__Task directions__
Copy out the material below in full, but not its images.

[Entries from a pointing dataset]
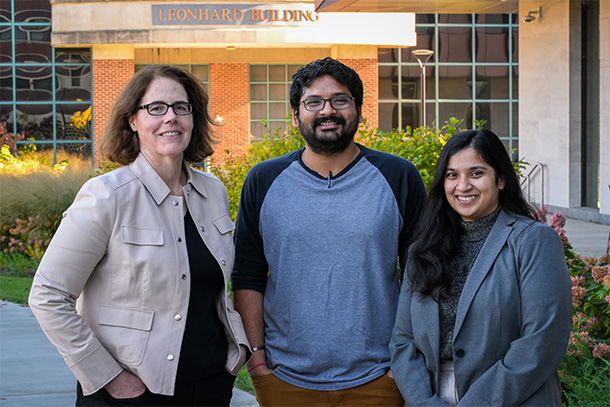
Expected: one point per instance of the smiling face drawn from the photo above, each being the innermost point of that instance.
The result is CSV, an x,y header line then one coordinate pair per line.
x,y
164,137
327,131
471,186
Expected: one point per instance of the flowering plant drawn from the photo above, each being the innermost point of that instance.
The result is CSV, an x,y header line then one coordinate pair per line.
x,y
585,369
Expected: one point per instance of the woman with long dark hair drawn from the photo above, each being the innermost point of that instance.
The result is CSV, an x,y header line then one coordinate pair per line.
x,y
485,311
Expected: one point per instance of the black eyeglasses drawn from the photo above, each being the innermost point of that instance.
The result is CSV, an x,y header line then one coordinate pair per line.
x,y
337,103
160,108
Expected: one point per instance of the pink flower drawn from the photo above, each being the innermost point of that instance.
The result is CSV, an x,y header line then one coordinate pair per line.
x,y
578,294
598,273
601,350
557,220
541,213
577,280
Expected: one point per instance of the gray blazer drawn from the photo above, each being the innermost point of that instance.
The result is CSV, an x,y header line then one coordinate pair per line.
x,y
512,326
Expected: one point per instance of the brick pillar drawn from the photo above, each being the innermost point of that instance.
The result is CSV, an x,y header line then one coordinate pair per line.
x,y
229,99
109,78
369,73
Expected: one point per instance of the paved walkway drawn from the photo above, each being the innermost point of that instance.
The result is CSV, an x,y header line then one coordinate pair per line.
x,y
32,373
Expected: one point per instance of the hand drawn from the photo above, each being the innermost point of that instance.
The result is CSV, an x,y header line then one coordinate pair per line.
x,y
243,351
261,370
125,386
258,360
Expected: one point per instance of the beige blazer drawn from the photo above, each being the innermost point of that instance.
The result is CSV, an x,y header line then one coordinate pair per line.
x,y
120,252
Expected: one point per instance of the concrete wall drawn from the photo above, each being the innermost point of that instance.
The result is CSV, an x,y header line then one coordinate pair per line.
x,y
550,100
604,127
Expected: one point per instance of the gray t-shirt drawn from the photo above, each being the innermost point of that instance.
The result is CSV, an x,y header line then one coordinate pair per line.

__Problem solution__
Expected: one point per instance of the smiling face drawn from the photo above, each being the innermost point of that instance.
The result is CSV, an x,y header line then one coordinate pair per line.
x,y
164,137
327,131
471,186
Expected: one point per instance of the flowering plant drawn from the photo above, each being the innermost point of that instance.
The result is CSV, an x,y header line then one coordinate pair per line.
x,y
585,369
Expected: one point per instance of the woman with long dark hair drawn from the photo above, each being the innermost point of that instance.
The result is CSV, an x,y header line then one coordinate pair per line.
x,y
485,311
Expected: one point per instance of the black eyeglasses drawn from the photo above, each being the innermost point of that instance.
The result is CSV, an x,y header line then one coordinate pair per line.
x,y
337,103
160,108
Expected: one point per instance of the pink flower drawn from the photo above, each being the innermost point of that instance.
The result is CSV, an x,y header line then one coordinate pair per line.
x,y
578,294
598,273
601,350
557,220
541,213
577,280
Expected: one point per instance of the gray blazer drawn from the photo above, each being the innermost point of that instance.
The result is CSV, an x,y header line then one coordinate pair per line.
x,y
512,326
Expected: one point per instance of the brick pillar drawn from the photo above, each being the innermost point of that instance.
The result is CSV, an x,y header line then one coordinate pair per line.
x,y
229,99
109,78
369,73
Expected: one point per instance of the paved walkway drawn from the photo above, each being the innermost point of that instance.
The result is CSV, an x,y header line then one coordinate pair per line.
x,y
32,373
Expected: one point per instance of the hand drawn from the photo above, each being the innermost point of that instance.
The result is CSV, an x,y header line then one coordinate pair per line.
x,y
243,351
261,370
125,386
258,360
Expected: one point per instance of the beige blazer drawn from the photo above, each being the innermost point of that instance.
The result is CSV, an x,y header line then one coordinate pair per line.
x,y
120,252
Expected: one point per instance of the concrete wall drawn from the photo above, each being the innermost point of that instance.
The result is CSV, an x,y header line then one coordinate pair per line.
x,y
550,100
604,127
Expected: one point per instance of the gray t-shirt drawn from the photo above, each being the innermost point of that instance.
The result is CSV, an x,y header line then one coordinate pair per line.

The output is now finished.